[Dataset records on object locations]
++++++++++++++++++++
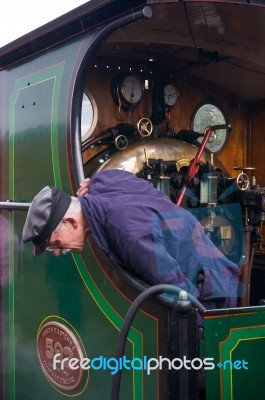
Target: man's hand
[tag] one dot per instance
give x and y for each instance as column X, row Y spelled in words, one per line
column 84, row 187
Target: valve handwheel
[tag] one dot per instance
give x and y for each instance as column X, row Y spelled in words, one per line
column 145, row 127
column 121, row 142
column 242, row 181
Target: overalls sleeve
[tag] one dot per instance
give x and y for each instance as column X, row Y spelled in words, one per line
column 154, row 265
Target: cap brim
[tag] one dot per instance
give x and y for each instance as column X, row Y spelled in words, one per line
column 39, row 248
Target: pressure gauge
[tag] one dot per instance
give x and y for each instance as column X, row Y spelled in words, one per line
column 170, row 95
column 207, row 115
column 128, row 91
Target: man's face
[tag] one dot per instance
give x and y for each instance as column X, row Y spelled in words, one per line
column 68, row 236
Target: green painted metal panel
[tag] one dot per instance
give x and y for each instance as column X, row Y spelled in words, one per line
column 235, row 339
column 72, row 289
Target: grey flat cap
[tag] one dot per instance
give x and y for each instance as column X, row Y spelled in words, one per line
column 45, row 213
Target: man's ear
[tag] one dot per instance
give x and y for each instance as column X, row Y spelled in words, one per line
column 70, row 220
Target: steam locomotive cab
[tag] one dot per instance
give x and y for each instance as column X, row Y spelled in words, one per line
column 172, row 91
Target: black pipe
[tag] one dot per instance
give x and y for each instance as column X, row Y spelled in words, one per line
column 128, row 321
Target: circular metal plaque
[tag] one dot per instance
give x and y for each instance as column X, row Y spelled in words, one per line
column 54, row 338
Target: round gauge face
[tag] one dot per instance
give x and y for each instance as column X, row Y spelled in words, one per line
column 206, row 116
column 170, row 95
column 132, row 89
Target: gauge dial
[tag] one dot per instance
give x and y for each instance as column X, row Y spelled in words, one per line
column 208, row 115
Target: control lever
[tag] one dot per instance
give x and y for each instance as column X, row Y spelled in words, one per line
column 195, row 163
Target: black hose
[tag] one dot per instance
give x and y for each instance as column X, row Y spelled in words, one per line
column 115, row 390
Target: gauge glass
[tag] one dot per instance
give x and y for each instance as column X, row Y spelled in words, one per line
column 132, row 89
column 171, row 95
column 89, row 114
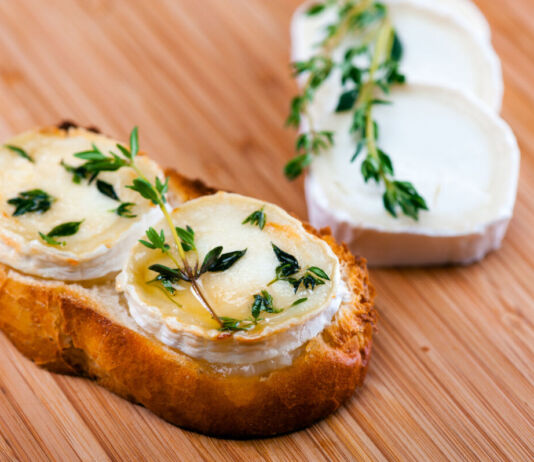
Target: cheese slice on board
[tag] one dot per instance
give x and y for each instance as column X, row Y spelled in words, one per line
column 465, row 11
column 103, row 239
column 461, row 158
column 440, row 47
++++++++++++++++++++
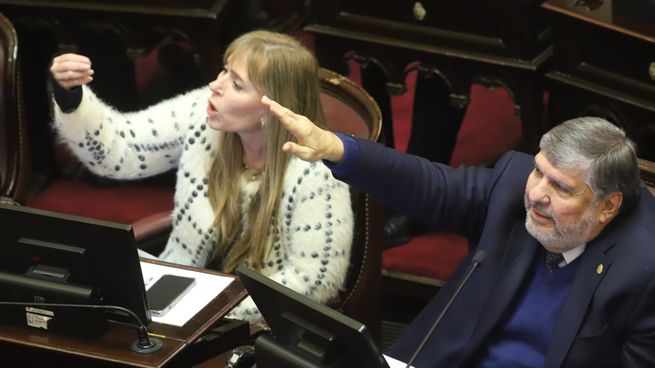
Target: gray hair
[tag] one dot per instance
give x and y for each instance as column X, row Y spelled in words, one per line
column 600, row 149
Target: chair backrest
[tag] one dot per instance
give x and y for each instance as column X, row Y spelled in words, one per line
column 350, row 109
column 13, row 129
++++++++++++++++++++
**What needs to be done:** Please return each line of the records that contains the word "black". Case matters.

**Task output:**
Target: black pipe
Target: black hose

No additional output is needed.